ALICE ATRAVÉS DO ESPELHO, literatura – Lewis Carroll

Ana Carla Vieira Bellon

A obra Alice Through the Looking-Glass and What Alice Found There foi publicada em contexto diferente de Alice in Wonderland, pois Lewis Carroll resolveu criar uma espécie de sequência do primeiro livro diante do sucesso que ele acabou fazendo. Mais planejado que o anterior e buscando manter as características de linguagem do primeiro, Através do Espelho ganha sua primeira edição no Natal de 1871 e foi um sucesso imediato e aguardado por todos os já leitores de Alice no País das Maravilhas. A potencialização e a radicalização de sentido são absolutamente preservadas nessa sequência, mas com suas peculiaridades que a fazem uma Alice à parte. O que encontramos no Mundo do Espelho em relação ao insólito é muito mais do que a esperada lógica da inversão espelhada.

• • •

Responda com base no texto sobre Através do Espelho:
1. Por que Lewis Carroll resolveu criar uma sequência do primeiro livro?
2. Quando saiu a primeira edição de Através do Espelho?
3. Segundo o texto, o que é preservado absolutamente nessa sequência?

### Dados armazenados
• • •

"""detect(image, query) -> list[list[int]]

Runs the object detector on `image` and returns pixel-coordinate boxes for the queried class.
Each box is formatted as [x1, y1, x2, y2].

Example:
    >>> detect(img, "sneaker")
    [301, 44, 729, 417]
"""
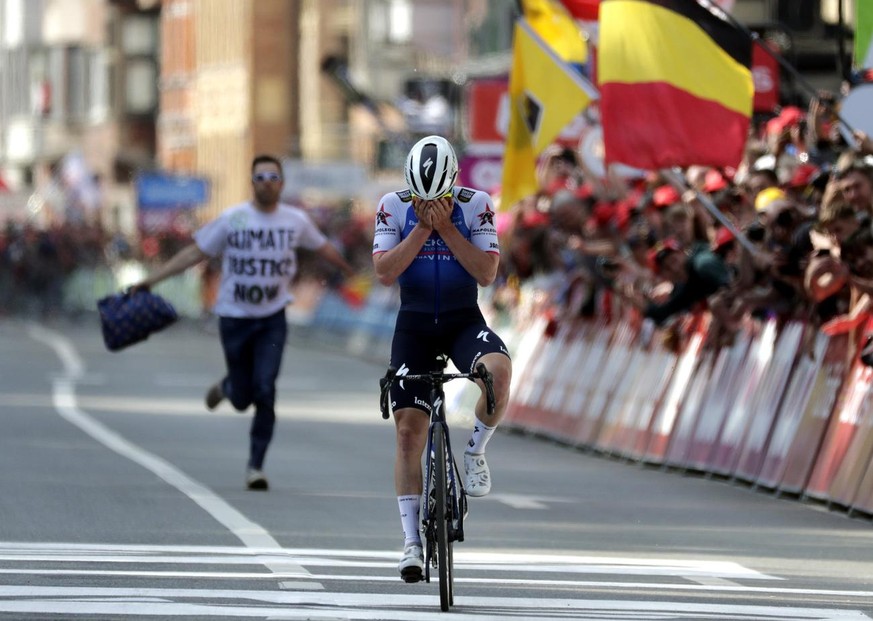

• • •

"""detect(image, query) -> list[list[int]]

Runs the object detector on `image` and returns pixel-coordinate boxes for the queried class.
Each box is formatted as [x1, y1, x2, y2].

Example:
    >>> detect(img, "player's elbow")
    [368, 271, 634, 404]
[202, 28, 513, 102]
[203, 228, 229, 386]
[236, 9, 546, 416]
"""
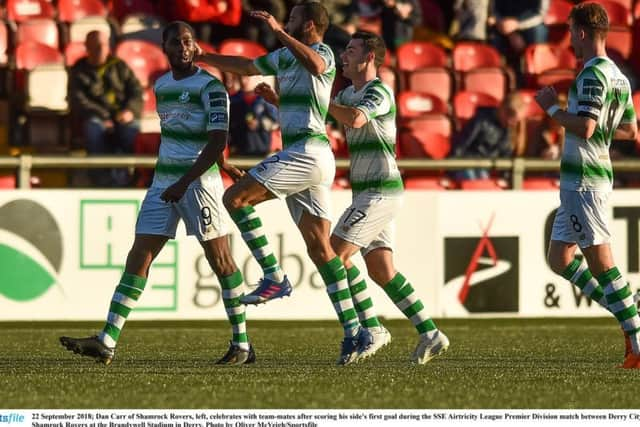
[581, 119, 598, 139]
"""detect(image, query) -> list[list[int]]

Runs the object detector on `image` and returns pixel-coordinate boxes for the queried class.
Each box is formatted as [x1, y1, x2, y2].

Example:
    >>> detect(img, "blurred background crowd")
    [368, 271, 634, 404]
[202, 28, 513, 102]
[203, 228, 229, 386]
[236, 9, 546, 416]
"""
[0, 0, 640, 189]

• • •

### Resultado
1. Por causa do sucesso que o primeiro livro acabou fazendo.
2. No Natal de 1871.
3. A potencialização e a radicalização de sentido.